課題文:
^^^^^^^^^^^^^^^^

配偶者の死別やペットロスで、うつ病が発症

うつ病が発症するきっかけの1つは「喪失体験」だと三村教授は説明する。

「うつ病はきっかけがなくてもなる病気ですが、当たり前ですが、きっかけがあったほうがなりやすい。高齢者は身近な人と死別するなどの喪失体験が多くなり、ストレスがかかってうつ病にかかりやすいと言えます」

典型的なのが、長年連れ添った配偶者を亡くすケース。精神的な衝撃は大きく、毎日の生活も一変する。年の近い兄弟や親友が亡くなっても、心理的に強いダメージを受ける。最近では、かわいがっていたペットの死で「ペットロス」に陥る高齢者も目にするようになった。

「大病を患って体が不自由になり、生きていく自信を失って、うつ病になってしまう高齢者もいます。また、定年退職した男性は、生きがいだった仕事から遠ざかり、職場の人間関係も切れて孤立してしまうため、うつ病を発症するケースが少なくありません。生活環境の大きな変化も、精神的なストレスとなり、うつ病の引き金になります。子どもと同居したり、介護施設に入所したりするために、住み慣れた家から引っ越しをした後で、うつ病になる高齢者もいます」(三村教授)

三村教授は続けて、うつ病の症状について説明する。

^^^^^^^^^^^^^^^^

提供データ:

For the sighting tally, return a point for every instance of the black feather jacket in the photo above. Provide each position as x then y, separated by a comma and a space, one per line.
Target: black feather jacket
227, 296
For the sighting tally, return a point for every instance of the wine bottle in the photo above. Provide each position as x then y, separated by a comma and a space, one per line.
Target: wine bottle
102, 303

^^^^^^^^^^^^^^^^

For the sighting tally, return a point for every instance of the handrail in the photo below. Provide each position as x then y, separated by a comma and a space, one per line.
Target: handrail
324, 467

^^^^^^^^^^^^^^^^

課題一覧:
• 1. 課題文で、三村教授がうつ病の発症のきっかけの1つとして挙げているものは何ですか。
• 2. 課題文のうち、「典型的なのが、長年連れ添った」で始まり「高齢者もいます」(三村教授)」で終わる部分を、一字も変えずに書き出してください。
エントリは参照しなくてかまいません。

解答:
• 1. 喪失体験です。

• 2.
典型的なのが、長年連れ添った配偶者を亡くすケース。精神的な衝撃は大きく、毎日の生活も一変する。年の近い兄弟や親友が亡くなっても、心理的に強いダメージを受ける。最近では、かわいがっていたペットの死で「ペットロス」に陥る高齢者も目にするようになった。

「大病を患って体が不自由になり、生きていく自信を失って、うつ病になってしまう高齢者もいます。また、定年退職した男性は、生きがいだった仕事から遠ざかり、職場の人間関係も切れて孤立してしまうため、うつ病を発症するケースが少なくありません。生活環境の大きな変化も、精神的なストレスとなり、うつ病の引き金になります。子どもと同居したり、介護施設に入所したりするために、住み慣れた家から引っ越しをした後で、うつ病になる高齢者もいます」(三村教授)